## Work to complete
Reproduce each line of the material precisely.

## Dataset content
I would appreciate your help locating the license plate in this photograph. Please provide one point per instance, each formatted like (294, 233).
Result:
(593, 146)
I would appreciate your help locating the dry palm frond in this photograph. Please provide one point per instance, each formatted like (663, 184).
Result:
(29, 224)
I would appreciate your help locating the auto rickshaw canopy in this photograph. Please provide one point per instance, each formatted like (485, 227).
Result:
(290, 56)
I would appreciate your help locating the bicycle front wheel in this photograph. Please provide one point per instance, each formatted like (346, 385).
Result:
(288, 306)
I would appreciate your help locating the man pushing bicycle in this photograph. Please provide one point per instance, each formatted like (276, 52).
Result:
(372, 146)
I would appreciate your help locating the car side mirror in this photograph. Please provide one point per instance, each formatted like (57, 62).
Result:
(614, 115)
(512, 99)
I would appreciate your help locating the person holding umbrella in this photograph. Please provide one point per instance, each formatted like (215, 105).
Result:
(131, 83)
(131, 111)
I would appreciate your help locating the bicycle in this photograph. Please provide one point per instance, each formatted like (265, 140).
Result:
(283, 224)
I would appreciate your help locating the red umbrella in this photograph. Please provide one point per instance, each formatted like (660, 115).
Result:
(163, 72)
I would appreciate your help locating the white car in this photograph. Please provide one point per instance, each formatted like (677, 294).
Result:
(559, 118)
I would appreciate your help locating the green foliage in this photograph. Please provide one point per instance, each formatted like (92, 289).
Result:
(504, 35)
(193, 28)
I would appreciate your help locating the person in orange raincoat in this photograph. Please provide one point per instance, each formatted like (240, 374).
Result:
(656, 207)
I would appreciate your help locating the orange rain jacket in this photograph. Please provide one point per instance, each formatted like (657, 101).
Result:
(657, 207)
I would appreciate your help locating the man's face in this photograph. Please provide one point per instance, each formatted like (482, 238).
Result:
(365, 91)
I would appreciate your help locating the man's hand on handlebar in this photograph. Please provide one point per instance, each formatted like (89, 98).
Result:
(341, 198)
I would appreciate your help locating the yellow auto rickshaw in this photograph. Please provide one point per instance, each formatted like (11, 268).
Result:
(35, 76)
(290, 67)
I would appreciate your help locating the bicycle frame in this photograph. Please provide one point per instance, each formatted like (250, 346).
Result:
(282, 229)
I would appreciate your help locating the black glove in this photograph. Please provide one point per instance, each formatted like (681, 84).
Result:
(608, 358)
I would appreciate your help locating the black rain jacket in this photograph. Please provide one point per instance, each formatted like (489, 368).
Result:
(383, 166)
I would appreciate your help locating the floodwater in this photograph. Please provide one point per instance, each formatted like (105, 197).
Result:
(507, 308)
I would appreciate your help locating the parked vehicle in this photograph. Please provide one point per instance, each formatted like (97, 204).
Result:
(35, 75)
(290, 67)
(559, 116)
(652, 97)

## Solution below
I would appreciate your help locating the license plate in this photograph. Please provide one point per instance, each formatted like (294, 233).
Result:
(593, 146)
I would appreciate your help locating the dry palm frond in this photograph. Please provide one point per instance, each formatted like (663, 184).
Result:
(29, 224)
I would appreciate your help locating the auto rickshaw canopy in this photograph. Please provide one point per instance, each formatted like (485, 227).
Result:
(290, 56)
I would appreciate your help locating the bicycle front wheel in this photograph. Please provide one point per instance, each formatted like (346, 385).
Result:
(288, 306)
I would appreciate your help locating the man pushing bicycle in this photograph. Please provide one point per instance, each formatted like (276, 52).
Result:
(372, 146)
I would appreciate your help locating the car side mirror in this photograph. Please provide one point per instance, each formatted like (57, 62).
Result:
(614, 115)
(512, 99)
I would appreciate your help locating the person holding umbrella in this photograph. Please provide one point per instance, each formatted like (215, 105).
Result:
(131, 83)
(131, 111)
I would appreciate your help locating the bicycle in this photograph. Please provide one point per instance, each formatted like (265, 140).
Result:
(283, 224)
I would appreciate your help locating the red umbrella in this photograph. Please provide one point per instance, each formatted like (660, 115).
Result:
(163, 72)
I would appreciate your help locating the white car in this photograph. Please provide one point per instance, each formatted like (677, 294).
Result:
(559, 118)
I would appreciate your help locating the green foliage in this photograph. Please provide one point per instance, each formatted like (92, 289).
Result:
(504, 35)
(193, 28)
I would appreciate your help locating the person in orange raincoat in this photograph. Please provide one point per instance, each formatted like (240, 374).
Result:
(656, 207)
I would appreciate your help locating the orange rain jacket in this photograph. Please provide one point per instance, each formatted like (657, 101).
Result:
(657, 207)
I would appreciate your help locating the man's face in this photograph. Please provide one point per instance, each formatted like (482, 238).
Result:
(365, 91)
I would appreciate your help locating the man's hand on handlebar in this photograph. Please provide one point per instance, each formatted like (89, 98).
Result:
(341, 198)
I would appreciate your help locating the yellow auto rickshaw in this photograph. Please provide one point per instance, each formatted like (11, 268).
Result:
(35, 76)
(290, 67)
I would appreciate your help locating the bicycle frame in this photograph. Please provide one point per instance, each formatted like (250, 346).
Result:
(282, 229)
I would appreciate your help locating the black glove in this photograph. Please provide one point per instance, each formatted like (681, 84).
Result:
(608, 358)
I would appreciate your help locating the black rain jacket in this photograph. Please provide one point per instance, each formatted like (489, 368).
Result:
(383, 166)
I would appreciate your help locating the floodwater in this photograph. Please provide one point per instance, each formatted like (105, 197).
Result:
(507, 308)
I would appreciate your help locating the parked vehicle in this photograph. Please provide one point per instance, each formatted like (97, 204).
Result:
(35, 75)
(290, 67)
(559, 116)
(652, 97)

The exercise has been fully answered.